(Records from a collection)
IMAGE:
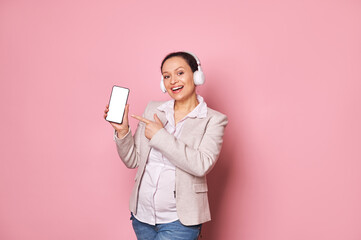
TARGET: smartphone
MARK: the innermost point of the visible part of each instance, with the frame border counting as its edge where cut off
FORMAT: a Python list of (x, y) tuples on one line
[(118, 100)]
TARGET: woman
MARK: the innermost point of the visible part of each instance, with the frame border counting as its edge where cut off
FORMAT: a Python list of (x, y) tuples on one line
[(176, 144)]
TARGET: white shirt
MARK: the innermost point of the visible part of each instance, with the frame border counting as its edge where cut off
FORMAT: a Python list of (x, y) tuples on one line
[(157, 193)]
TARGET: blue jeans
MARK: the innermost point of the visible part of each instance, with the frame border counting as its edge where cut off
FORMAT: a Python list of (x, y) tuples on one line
[(167, 231)]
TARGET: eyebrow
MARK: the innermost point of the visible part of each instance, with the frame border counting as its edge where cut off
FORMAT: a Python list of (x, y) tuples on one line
[(174, 69)]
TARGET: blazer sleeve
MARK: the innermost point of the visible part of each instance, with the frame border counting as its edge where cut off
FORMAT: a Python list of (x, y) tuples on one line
[(197, 162), (128, 147)]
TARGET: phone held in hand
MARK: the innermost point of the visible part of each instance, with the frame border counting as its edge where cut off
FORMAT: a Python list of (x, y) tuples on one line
[(118, 100)]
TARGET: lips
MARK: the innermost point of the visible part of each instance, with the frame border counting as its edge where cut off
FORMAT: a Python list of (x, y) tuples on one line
[(177, 89)]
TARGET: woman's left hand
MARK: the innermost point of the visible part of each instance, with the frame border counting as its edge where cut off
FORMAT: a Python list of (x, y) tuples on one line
[(152, 127)]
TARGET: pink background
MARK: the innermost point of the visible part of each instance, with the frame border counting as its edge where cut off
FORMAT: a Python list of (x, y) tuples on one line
[(287, 74)]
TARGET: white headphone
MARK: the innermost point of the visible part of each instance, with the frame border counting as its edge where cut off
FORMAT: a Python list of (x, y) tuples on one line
[(198, 76)]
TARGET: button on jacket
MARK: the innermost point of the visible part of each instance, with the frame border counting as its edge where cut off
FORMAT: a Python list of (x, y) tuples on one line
[(193, 154)]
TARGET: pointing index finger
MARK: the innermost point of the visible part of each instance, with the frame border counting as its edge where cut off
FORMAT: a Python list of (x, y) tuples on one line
[(141, 119)]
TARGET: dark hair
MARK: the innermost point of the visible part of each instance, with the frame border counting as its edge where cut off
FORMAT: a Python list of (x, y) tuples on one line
[(192, 62)]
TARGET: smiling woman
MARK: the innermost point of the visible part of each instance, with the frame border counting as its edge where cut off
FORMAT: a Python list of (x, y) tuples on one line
[(176, 144)]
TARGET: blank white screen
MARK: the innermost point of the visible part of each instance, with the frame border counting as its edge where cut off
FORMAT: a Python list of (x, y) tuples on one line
[(117, 103)]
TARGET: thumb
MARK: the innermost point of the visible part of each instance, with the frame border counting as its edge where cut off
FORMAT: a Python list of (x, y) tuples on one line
[(157, 120)]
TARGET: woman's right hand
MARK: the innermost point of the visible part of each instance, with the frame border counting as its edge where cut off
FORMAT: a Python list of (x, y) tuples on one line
[(122, 129)]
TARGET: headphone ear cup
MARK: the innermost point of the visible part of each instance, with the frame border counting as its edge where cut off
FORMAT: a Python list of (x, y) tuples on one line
[(162, 87), (198, 77)]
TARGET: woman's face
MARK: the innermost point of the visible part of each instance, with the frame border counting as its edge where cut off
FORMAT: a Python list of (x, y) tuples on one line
[(178, 78)]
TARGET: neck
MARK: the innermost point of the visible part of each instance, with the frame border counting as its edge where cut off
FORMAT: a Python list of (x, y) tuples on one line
[(186, 105)]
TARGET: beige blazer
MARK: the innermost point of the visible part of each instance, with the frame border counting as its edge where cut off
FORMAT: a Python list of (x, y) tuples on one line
[(194, 154)]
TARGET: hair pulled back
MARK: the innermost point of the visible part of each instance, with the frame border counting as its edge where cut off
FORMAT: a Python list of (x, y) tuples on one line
[(192, 62)]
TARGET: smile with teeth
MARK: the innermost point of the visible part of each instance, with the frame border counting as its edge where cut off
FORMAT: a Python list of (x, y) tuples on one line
[(177, 88)]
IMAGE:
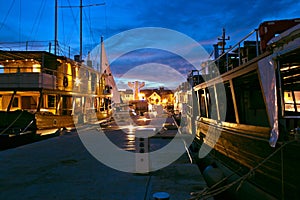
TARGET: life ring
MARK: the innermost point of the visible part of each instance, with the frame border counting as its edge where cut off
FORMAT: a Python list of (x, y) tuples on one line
[(65, 81)]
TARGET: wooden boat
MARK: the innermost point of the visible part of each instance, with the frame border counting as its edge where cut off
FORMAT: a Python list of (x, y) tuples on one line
[(40, 90), (248, 115)]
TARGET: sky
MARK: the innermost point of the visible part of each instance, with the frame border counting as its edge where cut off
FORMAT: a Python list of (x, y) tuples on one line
[(202, 21)]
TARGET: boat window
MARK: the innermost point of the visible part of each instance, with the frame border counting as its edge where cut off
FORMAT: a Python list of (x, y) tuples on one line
[(66, 105), (212, 107), (29, 102), (15, 102), (230, 114), (249, 100), (51, 101), (290, 77), (202, 104)]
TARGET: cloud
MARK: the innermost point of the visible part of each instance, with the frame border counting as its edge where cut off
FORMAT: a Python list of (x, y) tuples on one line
[(153, 74)]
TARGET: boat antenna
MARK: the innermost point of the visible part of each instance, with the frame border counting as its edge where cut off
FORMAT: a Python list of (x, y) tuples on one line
[(80, 26), (223, 39)]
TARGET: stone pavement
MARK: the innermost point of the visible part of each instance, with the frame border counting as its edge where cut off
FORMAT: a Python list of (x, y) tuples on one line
[(62, 168)]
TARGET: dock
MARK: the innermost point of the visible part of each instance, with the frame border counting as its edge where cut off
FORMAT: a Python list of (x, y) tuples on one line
[(62, 168)]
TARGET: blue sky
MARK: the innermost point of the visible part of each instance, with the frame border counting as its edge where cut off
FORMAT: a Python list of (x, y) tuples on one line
[(202, 20)]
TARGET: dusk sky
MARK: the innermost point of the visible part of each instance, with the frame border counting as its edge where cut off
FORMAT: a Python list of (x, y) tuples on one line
[(203, 20)]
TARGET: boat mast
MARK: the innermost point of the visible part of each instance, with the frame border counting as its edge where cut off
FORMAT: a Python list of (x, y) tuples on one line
[(55, 27), (80, 51), (80, 23)]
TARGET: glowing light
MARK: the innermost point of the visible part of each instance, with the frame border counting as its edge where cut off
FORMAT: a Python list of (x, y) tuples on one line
[(77, 81)]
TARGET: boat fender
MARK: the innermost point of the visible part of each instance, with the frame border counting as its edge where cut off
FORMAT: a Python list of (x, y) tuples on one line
[(212, 175)]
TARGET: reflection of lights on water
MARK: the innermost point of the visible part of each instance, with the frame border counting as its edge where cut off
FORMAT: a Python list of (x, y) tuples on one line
[(144, 119)]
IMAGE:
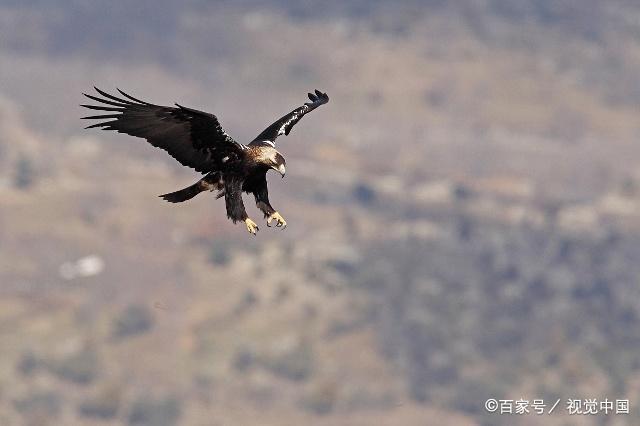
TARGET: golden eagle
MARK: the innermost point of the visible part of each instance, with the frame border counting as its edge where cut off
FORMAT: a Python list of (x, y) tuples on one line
[(196, 139)]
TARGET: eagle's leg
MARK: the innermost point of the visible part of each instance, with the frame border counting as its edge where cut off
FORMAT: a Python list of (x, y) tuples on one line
[(271, 214), (235, 206)]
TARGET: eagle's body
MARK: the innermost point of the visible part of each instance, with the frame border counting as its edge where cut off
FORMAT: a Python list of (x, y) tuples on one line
[(196, 139)]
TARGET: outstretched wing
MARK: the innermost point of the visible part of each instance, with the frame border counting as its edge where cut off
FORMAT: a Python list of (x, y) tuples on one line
[(194, 138), (284, 125)]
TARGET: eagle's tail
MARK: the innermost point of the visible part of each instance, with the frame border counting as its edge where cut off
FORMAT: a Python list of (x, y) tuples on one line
[(184, 194)]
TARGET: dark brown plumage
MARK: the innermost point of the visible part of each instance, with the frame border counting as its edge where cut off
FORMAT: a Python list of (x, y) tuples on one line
[(197, 140)]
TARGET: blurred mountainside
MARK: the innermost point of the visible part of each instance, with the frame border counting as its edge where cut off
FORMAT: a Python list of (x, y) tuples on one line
[(463, 215)]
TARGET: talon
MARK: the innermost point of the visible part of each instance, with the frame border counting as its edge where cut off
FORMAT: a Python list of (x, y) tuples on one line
[(252, 227), (280, 222)]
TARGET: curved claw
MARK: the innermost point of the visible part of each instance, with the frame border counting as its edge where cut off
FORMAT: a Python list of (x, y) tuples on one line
[(252, 227), (280, 222)]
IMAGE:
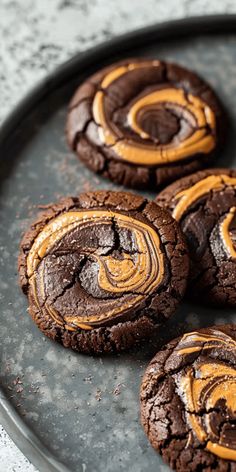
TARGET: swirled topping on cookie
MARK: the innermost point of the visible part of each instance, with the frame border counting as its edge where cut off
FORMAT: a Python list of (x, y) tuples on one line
[(147, 115), (205, 206), (188, 399), (93, 264)]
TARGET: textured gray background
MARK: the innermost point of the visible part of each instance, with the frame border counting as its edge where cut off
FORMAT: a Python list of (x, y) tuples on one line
[(37, 35)]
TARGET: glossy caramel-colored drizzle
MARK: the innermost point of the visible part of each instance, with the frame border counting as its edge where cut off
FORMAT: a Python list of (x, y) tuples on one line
[(208, 383), (192, 194), (201, 141), (225, 232), (115, 275)]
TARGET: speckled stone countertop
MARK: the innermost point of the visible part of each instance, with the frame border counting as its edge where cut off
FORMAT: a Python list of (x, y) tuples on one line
[(38, 35)]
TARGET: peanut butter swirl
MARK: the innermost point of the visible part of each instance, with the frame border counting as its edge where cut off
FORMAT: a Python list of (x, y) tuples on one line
[(196, 136), (190, 196), (129, 276), (207, 386)]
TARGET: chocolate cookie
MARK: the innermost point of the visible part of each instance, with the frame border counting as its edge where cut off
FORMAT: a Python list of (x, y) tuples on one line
[(205, 206), (188, 401), (102, 270), (144, 122)]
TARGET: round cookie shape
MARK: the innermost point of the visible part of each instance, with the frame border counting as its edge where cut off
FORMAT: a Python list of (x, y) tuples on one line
[(143, 122), (204, 204), (188, 401), (101, 271)]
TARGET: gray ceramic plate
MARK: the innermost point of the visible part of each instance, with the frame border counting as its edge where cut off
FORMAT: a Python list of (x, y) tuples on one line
[(61, 407)]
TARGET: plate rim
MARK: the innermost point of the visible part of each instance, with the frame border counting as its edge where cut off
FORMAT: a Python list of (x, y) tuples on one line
[(24, 438)]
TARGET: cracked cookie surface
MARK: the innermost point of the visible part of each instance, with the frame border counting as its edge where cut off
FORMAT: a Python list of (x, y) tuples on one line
[(143, 123), (101, 271), (205, 206), (188, 401)]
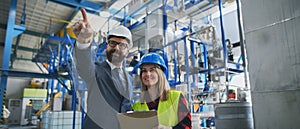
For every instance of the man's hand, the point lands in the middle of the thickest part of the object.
(82, 29)
(162, 127)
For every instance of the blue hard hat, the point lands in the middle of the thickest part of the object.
(153, 58)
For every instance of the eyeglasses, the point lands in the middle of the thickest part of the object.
(114, 44)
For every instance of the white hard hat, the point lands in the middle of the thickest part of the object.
(121, 31)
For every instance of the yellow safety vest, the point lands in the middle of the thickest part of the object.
(167, 110)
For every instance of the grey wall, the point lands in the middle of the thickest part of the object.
(273, 46)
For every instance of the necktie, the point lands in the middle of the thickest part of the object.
(119, 82)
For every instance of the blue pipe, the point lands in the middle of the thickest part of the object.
(223, 34)
(193, 55)
(187, 70)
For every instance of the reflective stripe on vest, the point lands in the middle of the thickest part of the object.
(167, 110)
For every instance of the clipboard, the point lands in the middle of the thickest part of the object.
(138, 120)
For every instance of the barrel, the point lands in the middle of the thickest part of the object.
(234, 116)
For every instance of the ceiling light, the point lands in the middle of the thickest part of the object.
(104, 14)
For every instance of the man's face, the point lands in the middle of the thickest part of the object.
(117, 50)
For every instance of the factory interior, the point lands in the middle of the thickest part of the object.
(237, 62)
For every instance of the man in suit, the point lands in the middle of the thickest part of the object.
(109, 85)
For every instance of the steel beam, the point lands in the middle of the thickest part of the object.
(12, 31)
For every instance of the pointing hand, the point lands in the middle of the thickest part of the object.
(82, 29)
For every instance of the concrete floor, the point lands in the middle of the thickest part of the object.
(17, 127)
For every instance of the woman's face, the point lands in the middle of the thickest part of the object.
(149, 75)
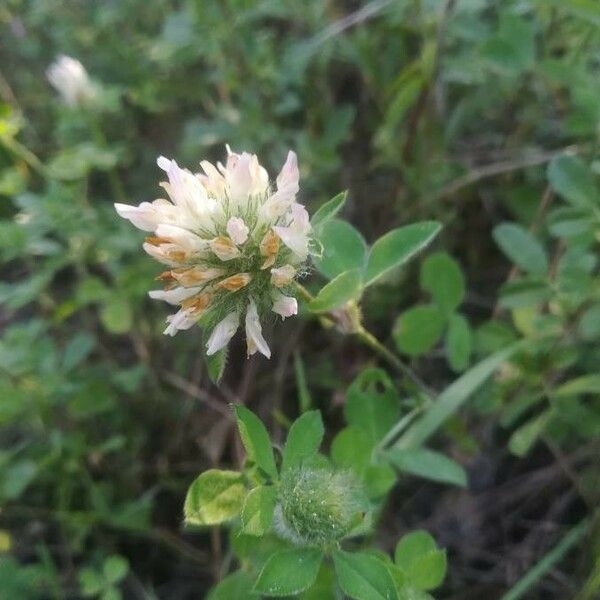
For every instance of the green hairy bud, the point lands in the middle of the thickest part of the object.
(318, 506)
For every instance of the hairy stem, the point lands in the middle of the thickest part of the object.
(367, 338)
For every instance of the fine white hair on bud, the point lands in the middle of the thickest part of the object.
(233, 245)
(318, 506)
(70, 79)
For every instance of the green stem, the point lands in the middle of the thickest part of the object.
(398, 428)
(367, 338)
(114, 180)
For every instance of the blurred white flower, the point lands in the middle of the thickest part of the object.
(233, 244)
(71, 80)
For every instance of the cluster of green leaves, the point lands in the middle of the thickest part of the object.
(437, 88)
(279, 568)
(350, 264)
(418, 329)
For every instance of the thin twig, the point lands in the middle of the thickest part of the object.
(368, 11)
(196, 392)
(479, 173)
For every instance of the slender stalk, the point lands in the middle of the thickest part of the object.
(367, 338)
(547, 562)
(398, 428)
(113, 178)
(370, 340)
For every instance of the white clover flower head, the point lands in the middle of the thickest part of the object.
(233, 245)
(71, 80)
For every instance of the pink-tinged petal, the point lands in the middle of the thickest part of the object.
(222, 333)
(237, 230)
(180, 321)
(175, 295)
(282, 276)
(224, 248)
(182, 237)
(145, 216)
(254, 337)
(289, 176)
(295, 240)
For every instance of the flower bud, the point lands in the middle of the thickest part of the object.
(318, 506)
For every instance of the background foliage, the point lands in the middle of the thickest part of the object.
(481, 115)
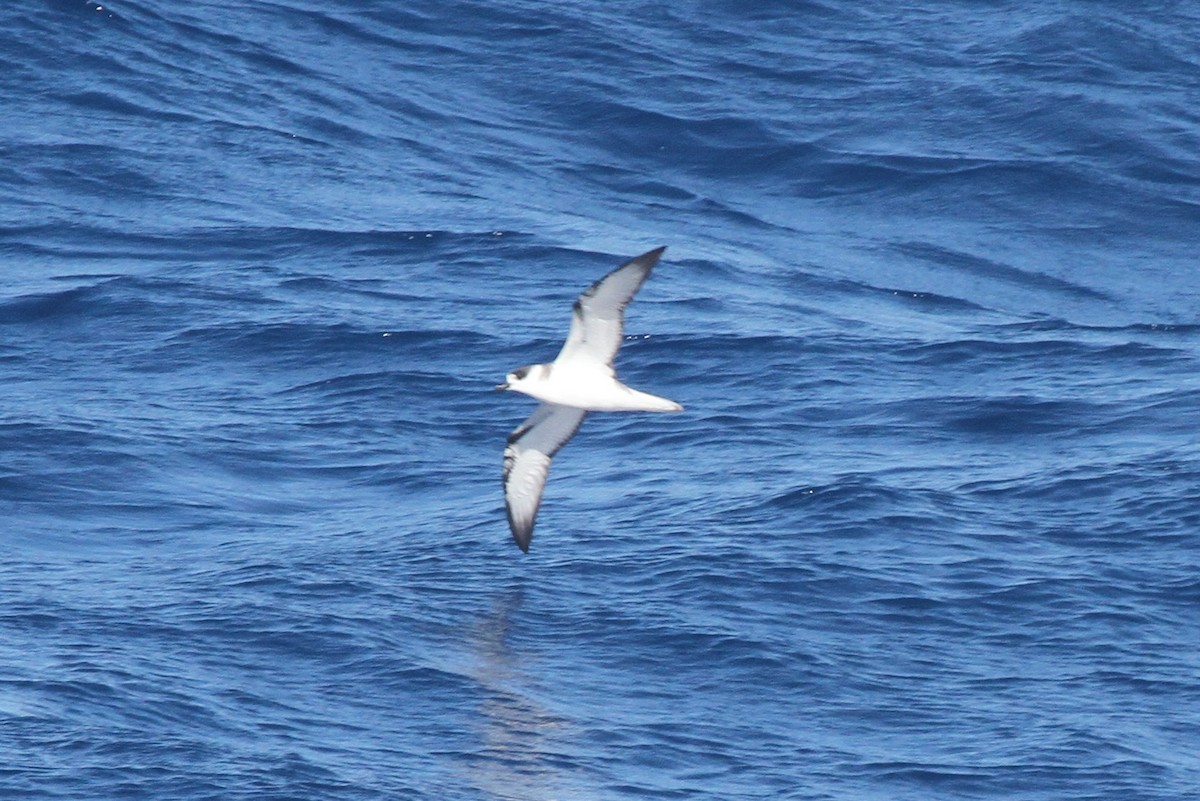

▸ WORK ITEM
Give the lines again word for word, from the start of the records to the line holding "TARGET: pink background", both included, and leave out any picture.

▸ YOUR RESPONSE
IMAGE:
TARGET: smartphone
MARK: the innermost point of the visible part of each instance, with the frame border counting as its edge where cut off
FORMAT: a Python list of (x, y) tuples on one line
[(118, 100)]
TARGET: woman
MARK: the innermost point of the visible part of each instance, with the frame border counting as its edge where cut off
FORMAT: a Python list of (x, y) tuples on one line
[(176, 144)]
TARGET: white shirt
MARK: the innermost point of the visible part of each instance, with the frame border counting as its edge where cut off
FORMAT: a Python list of (x, y) tuples on one line
[(157, 193)]
TARGET: blue jeans
MARK: the innermost point of the visible part of each instance, with the frame border counting as its edge where cut off
FORMAT: a Python list of (x, y) tuples on one line
[(167, 231)]
TARGET: eyebrow
MARK: the innermost point of the visible part of each instance, with the frame border counting as its edge where cut off
FORMAT: a Python list of (x, y) tuples on one line
[(174, 69)]
TARGET: blazer sleeve
MARK: the innermost point of the visible part of each instance, with the frame border counting as its edge where cut off
FORMAT: a Python list of (x, y) tuples on one line
[(197, 162), (128, 147)]
TARGET: phone held in hand
MARK: the innermost point of the visible part of each instance, with the frame border counting as its edge where cut off
FORMAT: a Python list of (x, y) tuples on one line
[(118, 100)]
TARGET: lips
MARK: the innermost point of the visible part of each instance, with the frame border counting as its edge where cut off
FORMAT: a Python list of (x, y) tuples on one line
[(177, 89)]
TARGET: woman's left hand
MARK: the innermost point of the visible part of each instance, with the frame border counting as its edge where cut off
FORMAT: a Python list of (x, y) tuples on one line
[(152, 127)]
TARGET: pink background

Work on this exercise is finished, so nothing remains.